### Exercise details
Collect every line of the records below that contains the string "texture", and copy each one out.

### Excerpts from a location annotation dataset
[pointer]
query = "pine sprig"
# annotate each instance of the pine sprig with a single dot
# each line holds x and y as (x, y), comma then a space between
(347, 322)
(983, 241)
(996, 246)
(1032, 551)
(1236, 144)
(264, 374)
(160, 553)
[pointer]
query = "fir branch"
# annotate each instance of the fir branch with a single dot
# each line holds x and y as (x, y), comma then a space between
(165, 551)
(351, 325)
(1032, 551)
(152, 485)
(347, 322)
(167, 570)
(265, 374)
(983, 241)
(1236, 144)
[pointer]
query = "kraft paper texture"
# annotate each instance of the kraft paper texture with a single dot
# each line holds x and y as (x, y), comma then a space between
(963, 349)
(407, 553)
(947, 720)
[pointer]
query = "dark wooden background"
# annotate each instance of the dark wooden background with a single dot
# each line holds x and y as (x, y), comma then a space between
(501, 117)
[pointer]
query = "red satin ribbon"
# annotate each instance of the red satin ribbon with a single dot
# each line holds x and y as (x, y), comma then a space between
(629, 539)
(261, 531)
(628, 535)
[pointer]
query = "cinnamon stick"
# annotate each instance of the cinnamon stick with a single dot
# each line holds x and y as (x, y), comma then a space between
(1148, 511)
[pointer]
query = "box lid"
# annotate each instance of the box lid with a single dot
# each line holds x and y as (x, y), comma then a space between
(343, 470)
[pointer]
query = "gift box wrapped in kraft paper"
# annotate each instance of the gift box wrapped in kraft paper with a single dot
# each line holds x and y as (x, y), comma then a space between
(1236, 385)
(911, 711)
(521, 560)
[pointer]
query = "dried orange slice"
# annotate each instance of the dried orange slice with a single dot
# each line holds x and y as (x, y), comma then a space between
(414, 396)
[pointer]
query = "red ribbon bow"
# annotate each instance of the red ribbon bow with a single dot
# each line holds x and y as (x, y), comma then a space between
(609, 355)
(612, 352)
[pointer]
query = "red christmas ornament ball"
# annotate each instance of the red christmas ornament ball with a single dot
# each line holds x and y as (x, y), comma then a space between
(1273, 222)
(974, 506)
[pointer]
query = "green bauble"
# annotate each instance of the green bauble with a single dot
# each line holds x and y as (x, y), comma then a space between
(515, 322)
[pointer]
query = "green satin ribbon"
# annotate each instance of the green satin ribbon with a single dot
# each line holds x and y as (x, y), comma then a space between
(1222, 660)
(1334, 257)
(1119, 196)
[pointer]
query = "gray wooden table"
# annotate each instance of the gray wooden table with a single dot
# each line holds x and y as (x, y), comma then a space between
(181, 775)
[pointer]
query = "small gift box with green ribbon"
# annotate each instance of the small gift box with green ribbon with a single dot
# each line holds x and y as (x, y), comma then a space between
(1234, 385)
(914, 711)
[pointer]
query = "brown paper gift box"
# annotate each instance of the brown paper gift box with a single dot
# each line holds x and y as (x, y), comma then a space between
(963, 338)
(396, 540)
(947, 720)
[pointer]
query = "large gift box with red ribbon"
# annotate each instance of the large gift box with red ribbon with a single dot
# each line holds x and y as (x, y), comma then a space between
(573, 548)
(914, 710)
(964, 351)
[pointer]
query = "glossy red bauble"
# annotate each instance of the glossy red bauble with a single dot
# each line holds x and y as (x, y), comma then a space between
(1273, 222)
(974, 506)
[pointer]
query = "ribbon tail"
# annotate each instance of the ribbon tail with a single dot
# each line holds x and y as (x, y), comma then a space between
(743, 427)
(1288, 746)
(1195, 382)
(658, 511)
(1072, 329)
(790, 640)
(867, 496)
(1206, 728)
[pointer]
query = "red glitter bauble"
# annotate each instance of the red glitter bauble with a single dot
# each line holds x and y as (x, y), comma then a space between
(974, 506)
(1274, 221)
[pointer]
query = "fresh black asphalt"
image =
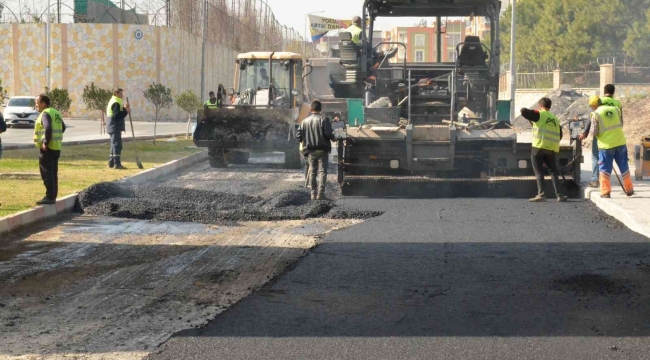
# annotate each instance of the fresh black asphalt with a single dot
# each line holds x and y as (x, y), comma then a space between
(448, 279)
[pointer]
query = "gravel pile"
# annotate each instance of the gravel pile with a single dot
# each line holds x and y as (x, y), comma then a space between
(178, 204)
(567, 104)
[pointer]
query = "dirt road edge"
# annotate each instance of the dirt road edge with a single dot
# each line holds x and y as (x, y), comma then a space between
(65, 204)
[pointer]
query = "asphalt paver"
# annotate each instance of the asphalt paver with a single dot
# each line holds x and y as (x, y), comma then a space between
(448, 279)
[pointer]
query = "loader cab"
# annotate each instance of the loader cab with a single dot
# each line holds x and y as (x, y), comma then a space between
(445, 70)
(265, 79)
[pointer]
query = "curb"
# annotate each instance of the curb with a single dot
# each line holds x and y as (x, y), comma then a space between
(65, 204)
(93, 141)
(615, 211)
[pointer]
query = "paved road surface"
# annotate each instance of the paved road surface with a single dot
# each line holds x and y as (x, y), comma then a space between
(78, 130)
(449, 279)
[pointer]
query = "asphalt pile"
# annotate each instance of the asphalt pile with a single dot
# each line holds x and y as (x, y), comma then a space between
(208, 207)
(567, 105)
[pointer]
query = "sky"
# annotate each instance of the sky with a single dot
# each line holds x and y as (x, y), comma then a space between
(291, 13)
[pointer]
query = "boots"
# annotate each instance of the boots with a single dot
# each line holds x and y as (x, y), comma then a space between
(538, 198)
(627, 183)
(605, 185)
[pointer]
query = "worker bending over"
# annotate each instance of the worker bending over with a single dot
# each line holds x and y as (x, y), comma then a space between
(607, 128)
(547, 134)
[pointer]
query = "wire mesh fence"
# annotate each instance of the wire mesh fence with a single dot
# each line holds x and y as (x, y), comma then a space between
(240, 25)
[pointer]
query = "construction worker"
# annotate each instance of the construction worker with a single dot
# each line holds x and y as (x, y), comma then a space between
(315, 134)
(547, 134)
(48, 138)
(212, 103)
(116, 112)
(355, 30)
(607, 128)
(609, 100)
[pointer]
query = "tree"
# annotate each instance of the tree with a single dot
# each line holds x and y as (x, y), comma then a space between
(96, 99)
(161, 97)
(189, 102)
(59, 99)
(636, 43)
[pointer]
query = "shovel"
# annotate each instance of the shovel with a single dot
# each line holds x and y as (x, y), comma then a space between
(137, 158)
(571, 188)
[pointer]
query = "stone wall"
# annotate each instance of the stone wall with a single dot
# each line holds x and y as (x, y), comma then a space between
(110, 55)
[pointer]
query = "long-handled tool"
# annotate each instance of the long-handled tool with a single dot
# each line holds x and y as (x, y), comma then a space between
(137, 158)
(570, 186)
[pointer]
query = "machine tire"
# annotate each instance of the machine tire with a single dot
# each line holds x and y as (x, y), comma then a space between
(238, 157)
(293, 159)
(216, 158)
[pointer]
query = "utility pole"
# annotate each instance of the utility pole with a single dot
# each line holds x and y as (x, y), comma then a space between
(205, 23)
(513, 71)
(48, 27)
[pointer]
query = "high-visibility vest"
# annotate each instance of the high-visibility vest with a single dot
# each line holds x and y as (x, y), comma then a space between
(546, 132)
(114, 99)
(210, 105)
(355, 31)
(606, 100)
(610, 127)
(57, 130)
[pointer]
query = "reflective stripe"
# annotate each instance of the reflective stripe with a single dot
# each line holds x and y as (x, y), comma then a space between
(109, 110)
(610, 127)
(546, 132)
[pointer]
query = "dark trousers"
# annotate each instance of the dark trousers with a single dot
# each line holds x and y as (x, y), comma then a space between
(48, 162)
(539, 158)
(116, 148)
(318, 162)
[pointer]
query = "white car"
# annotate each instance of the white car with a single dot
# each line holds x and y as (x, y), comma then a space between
(21, 112)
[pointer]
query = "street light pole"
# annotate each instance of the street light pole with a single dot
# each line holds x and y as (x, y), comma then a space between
(513, 71)
(49, 39)
(205, 23)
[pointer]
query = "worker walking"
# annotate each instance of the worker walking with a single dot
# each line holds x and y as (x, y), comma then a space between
(315, 134)
(547, 134)
(607, 128)
(609, 100)
(48, 138)
(116, 113)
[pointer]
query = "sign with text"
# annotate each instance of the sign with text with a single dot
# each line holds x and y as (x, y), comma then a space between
(319, 26)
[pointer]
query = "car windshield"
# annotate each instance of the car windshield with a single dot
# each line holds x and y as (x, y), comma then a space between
(21, 102)
(256, 75)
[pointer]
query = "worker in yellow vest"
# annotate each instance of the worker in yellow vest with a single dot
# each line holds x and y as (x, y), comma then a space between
(547, 134)
(355, 30)
(48, 138)
(607, 128)
(116, 112)
(609, 100)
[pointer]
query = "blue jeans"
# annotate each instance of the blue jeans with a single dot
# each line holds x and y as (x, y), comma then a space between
(594, 160)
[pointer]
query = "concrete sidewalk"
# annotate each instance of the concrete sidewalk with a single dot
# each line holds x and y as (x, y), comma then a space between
(632, 211)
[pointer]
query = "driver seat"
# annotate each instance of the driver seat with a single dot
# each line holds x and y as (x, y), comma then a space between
(472, 54)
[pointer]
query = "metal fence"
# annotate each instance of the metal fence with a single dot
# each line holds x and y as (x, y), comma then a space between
(241, 25)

### Task response
query = "kraft paper texture"
# annotate each instance of the kraft paper texture with a single dot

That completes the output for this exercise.